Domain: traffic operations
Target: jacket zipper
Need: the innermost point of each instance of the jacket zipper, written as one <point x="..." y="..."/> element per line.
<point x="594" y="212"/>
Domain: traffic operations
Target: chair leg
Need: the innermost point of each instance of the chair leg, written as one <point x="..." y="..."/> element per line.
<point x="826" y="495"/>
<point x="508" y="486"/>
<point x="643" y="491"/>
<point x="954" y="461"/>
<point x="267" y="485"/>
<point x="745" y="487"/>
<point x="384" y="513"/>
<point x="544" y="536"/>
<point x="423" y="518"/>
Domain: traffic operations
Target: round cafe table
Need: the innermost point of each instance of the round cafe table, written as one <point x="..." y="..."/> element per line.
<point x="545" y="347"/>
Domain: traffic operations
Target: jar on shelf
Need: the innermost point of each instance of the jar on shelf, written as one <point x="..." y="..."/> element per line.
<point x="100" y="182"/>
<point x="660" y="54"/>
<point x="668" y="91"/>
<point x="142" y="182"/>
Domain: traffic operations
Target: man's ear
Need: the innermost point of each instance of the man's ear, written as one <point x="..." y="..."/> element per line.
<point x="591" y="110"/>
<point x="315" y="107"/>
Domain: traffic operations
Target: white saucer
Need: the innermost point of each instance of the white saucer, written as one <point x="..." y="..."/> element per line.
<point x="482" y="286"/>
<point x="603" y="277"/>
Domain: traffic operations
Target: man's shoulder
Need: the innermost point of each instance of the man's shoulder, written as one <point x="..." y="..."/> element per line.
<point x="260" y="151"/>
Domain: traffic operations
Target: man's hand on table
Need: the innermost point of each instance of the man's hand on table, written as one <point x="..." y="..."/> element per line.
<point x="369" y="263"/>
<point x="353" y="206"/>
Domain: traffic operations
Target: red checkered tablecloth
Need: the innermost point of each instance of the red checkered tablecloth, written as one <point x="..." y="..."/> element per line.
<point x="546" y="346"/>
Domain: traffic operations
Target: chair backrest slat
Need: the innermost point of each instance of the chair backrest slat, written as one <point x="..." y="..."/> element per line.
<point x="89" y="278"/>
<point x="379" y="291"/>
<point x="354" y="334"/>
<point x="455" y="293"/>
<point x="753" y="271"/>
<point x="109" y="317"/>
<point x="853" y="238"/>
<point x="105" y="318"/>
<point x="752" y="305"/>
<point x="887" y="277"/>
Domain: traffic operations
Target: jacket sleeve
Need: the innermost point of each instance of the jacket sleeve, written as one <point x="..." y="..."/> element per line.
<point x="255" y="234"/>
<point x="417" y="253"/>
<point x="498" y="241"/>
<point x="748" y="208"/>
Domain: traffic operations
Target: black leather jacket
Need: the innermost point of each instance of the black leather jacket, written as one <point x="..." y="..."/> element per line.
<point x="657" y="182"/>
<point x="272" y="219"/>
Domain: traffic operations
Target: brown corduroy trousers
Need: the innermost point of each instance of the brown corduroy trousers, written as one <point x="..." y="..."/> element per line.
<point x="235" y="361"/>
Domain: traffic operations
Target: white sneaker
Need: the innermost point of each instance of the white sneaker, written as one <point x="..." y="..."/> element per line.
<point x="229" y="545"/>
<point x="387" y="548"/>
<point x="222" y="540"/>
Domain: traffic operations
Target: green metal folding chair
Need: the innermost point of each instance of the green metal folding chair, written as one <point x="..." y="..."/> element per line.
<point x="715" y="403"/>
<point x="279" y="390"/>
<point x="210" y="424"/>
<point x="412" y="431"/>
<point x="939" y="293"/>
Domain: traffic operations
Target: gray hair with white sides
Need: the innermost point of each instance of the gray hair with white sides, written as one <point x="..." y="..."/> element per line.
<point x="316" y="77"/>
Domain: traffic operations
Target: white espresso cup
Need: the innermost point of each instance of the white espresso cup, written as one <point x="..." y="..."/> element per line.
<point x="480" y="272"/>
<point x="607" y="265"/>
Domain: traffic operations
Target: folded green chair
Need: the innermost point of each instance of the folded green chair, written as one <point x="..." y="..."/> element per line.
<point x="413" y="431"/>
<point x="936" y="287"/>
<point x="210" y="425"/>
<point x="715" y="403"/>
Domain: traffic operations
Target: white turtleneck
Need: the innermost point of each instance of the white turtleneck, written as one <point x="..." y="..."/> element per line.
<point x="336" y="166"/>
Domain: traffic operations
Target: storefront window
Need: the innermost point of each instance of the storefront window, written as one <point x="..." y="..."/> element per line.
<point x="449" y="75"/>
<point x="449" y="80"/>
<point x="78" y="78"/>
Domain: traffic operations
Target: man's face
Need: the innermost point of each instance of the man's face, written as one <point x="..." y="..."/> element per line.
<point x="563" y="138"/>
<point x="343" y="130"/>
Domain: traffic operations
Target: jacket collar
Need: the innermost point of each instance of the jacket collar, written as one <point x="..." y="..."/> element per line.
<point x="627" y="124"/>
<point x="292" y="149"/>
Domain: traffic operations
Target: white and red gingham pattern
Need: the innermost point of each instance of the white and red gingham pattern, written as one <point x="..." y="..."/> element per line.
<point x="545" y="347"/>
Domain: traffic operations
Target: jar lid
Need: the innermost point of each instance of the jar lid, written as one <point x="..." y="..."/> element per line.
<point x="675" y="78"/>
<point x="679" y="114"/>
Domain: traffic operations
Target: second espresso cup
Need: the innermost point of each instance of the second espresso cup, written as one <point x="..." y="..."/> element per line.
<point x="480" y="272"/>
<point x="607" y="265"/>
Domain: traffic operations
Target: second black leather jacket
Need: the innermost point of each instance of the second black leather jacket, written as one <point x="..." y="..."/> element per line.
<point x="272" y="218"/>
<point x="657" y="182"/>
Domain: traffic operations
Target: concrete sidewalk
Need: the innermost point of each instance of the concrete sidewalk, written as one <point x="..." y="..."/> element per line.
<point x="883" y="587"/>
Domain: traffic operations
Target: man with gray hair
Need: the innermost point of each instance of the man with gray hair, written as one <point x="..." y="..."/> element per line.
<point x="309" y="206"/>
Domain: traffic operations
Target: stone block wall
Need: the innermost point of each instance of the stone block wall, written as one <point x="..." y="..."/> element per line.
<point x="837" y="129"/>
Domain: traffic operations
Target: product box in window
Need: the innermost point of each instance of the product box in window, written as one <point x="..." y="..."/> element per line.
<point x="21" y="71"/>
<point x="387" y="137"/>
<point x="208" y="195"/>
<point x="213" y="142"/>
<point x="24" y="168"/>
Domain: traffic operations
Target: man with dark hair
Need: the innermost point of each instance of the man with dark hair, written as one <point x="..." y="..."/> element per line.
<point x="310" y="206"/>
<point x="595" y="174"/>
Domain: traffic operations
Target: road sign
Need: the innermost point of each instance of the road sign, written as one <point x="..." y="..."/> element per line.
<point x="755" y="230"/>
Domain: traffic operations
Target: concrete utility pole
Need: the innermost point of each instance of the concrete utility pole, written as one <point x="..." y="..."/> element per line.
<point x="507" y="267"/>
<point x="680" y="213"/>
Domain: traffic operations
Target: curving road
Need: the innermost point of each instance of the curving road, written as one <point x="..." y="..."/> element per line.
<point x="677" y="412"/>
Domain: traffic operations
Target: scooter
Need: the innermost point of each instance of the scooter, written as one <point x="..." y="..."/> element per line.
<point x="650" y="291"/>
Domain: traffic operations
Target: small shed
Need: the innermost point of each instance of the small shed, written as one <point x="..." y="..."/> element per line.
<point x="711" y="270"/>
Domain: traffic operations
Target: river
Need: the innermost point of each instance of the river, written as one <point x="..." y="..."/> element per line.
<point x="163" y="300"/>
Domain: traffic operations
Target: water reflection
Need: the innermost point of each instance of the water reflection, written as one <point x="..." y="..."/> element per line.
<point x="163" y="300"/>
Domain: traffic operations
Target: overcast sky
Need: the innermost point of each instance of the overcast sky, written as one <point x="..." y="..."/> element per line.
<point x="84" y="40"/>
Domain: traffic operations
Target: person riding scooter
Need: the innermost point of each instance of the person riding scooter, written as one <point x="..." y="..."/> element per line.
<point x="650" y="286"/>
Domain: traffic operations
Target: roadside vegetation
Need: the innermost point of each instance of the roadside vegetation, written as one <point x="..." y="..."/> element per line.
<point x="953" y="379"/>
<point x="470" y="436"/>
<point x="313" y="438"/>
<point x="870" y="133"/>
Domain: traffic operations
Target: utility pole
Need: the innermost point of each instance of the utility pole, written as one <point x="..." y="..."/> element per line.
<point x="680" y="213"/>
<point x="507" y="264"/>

-- Work instructions --
Copy every line of the material above that contains the word "small", matching case exactly.

-- Finished exercise --
Target: small shed
Need: the innermost point of each instance of the small shed, written as one <point x="..." y="..."/> element per line.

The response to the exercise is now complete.